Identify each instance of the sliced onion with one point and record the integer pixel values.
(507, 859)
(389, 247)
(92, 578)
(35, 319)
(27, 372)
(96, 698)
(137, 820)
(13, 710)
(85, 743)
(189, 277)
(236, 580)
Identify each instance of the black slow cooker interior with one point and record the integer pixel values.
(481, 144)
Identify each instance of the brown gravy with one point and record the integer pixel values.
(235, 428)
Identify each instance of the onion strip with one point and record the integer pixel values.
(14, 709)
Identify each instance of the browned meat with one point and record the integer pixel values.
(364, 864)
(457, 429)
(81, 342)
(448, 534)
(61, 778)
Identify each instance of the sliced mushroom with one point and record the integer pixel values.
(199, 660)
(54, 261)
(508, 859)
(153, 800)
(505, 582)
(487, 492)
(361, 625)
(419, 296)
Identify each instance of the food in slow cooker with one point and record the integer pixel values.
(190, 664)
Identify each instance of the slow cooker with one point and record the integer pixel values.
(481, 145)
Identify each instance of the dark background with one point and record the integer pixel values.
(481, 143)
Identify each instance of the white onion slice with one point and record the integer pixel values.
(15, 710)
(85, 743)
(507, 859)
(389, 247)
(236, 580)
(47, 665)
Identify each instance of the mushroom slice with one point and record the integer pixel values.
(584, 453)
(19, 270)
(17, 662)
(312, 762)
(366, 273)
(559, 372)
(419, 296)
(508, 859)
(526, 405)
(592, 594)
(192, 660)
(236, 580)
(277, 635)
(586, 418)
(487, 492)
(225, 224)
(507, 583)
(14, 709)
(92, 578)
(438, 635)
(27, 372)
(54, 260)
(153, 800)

------------------------

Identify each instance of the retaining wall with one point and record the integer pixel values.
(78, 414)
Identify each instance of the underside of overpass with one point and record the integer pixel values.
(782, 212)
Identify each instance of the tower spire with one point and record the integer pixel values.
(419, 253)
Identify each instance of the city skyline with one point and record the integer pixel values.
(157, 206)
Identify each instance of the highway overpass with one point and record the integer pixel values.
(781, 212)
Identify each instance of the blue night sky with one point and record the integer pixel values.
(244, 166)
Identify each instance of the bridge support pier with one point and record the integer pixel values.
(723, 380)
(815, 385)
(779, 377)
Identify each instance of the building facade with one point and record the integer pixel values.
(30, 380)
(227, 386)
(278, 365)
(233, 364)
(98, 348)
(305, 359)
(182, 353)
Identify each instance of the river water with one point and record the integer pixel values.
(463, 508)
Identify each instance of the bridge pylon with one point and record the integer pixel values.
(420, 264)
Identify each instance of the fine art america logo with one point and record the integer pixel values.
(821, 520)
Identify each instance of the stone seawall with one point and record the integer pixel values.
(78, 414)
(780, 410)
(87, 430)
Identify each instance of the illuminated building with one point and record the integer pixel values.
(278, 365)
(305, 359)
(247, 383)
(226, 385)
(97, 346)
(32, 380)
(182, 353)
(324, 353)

------------------------

=== STATED PROBLEM ===
Identify every line in the items above that contains the string "overpass", matching case exactly, and copy each such line in full.

=== EXPECTED OUTPUT ===
Identify each instance of the underside of overpass with one point and record the integer pixel values.
Identify each instance of the highway overpass with one point and record the integer pixel values.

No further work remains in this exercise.